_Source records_
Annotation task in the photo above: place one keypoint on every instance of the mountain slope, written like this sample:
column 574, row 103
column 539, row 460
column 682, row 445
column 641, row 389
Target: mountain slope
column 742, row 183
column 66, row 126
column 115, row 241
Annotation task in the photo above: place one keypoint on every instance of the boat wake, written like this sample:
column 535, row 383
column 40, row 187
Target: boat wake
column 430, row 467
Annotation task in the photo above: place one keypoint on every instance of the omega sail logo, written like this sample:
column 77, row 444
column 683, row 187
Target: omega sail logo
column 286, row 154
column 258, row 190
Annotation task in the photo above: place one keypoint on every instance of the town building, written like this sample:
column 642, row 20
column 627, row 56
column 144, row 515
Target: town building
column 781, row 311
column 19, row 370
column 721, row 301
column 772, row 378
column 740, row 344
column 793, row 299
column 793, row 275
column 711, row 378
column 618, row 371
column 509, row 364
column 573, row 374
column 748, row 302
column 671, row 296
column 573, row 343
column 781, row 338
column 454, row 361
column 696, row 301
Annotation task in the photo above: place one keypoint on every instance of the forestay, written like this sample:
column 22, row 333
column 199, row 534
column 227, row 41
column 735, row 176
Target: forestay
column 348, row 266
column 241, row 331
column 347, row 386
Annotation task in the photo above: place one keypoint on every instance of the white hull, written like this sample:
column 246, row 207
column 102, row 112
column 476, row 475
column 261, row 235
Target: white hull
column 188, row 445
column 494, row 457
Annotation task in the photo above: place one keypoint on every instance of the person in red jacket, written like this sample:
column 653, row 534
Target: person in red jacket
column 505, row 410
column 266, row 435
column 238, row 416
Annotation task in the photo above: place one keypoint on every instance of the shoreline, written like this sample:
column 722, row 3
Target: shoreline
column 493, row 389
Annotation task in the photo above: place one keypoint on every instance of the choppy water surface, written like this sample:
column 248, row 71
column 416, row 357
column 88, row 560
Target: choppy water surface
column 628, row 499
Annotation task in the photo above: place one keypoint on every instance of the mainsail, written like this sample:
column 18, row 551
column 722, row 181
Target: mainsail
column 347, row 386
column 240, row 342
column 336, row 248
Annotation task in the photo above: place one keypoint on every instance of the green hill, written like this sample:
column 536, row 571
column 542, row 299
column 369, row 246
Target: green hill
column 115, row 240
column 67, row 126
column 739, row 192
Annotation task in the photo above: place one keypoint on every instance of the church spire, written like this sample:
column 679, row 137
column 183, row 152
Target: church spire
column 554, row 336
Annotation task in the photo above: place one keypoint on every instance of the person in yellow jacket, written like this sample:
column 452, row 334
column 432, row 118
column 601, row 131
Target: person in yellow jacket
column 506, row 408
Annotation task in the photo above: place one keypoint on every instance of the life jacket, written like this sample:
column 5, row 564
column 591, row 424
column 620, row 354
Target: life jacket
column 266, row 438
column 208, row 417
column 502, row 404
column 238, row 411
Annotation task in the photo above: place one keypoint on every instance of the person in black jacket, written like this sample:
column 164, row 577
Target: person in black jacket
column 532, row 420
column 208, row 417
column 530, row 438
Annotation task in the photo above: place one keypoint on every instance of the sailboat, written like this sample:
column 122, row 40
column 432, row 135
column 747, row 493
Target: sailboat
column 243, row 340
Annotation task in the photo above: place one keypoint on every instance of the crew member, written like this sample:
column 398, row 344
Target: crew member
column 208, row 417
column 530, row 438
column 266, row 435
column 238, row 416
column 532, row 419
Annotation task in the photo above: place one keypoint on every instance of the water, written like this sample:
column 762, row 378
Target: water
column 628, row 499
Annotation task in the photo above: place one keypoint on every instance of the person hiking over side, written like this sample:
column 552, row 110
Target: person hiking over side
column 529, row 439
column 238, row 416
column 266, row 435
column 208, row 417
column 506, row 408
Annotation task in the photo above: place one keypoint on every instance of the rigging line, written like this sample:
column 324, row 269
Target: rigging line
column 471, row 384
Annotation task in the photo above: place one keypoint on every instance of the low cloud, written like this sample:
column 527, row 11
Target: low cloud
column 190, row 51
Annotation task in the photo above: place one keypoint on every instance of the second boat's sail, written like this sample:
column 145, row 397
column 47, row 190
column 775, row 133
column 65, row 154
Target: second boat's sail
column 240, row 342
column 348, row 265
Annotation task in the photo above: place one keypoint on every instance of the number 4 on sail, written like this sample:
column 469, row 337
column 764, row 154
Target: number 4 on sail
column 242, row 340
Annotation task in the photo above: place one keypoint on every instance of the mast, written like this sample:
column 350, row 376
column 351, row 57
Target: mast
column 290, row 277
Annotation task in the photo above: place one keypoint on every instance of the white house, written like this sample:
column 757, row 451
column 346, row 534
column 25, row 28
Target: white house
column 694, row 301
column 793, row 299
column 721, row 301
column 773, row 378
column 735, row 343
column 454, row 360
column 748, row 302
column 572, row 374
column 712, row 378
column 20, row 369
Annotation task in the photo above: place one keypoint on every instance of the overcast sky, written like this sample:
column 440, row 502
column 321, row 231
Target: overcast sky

_YOUR ASSIGNMENT_
The lines from the beginning of the records through the line containing "of the choppy" should be reproduced exactly. Include nothing else.

_REPLY_
Annotation task in the photo above: place one keypoint on every instance of the mountain slope, written like this sample:
column 574, row 103
column 539, row 460
column 682, row 445
column 641, row 389
Target: mountain slope
column 742, row 183
column 66, row 126
column 115, row 241
Annotation task in the photo above: place one keypoint on every instance of the boat wake, written like this sample:
column 535, row 383
column 40, row 187
Target: boat wake
column 430, row 467
Annotation task in the photo above: place one keypoint on every instance of the omega sail logo, written like this sample:
column 77, row 444
column 683, row 187
Target: omega sail logo
column 286, row 154
column 258, row 190
Annotation task in the photo above: place one keypoint on every instance of the town building, written like this sample:
column 642, row 20
column 627, row 56
column 144, row 515
Target: town building
column 781, row 311
column 19, row 370
column 721, row 301
column 772, row 378
column 740, row 344
column 793, row 299
column 793, row 275
column 711, row 378
column 618, row 371
column 509, row 364
column 573, row 374
column 748, row 302
column 671, row 296
column 573, row 343
column 781, row 338
column 454, row 361
column 696, row 301
Annotation task in the photo above: place one keypoint on every instance of the forestay, written like this sample:
column 22, row 333
column 199, row 534
column 227, row 41
column 735, row 176
Target: forestay
column 348, row 266
column 241, row 331
column 347, row 386
Annotation task in the photo above: place one keypoint on every instance of the white hull, written like this sample:
column 246, row 207
column 102, row 112
column 476, row 475
column 261, row 235
Target: white hull
column 188, row 445
column 494, row 457
Annotation task in the photo above: place one keypoint on every instance of the person in red jacket, written like this sample:
column 653, row 534
Target: person in red jacket
column 505, row 410
column 266, row 435
column 238, row 416
Annotation task in the photo above: place one keypoint on every instance of the shoreline, written like this sample:
column 722, row 3
Target: shoreline
column 493, row 389
Annotation task in the photo above: place one keypoint on every instance of the choppy water surface, written like this sample:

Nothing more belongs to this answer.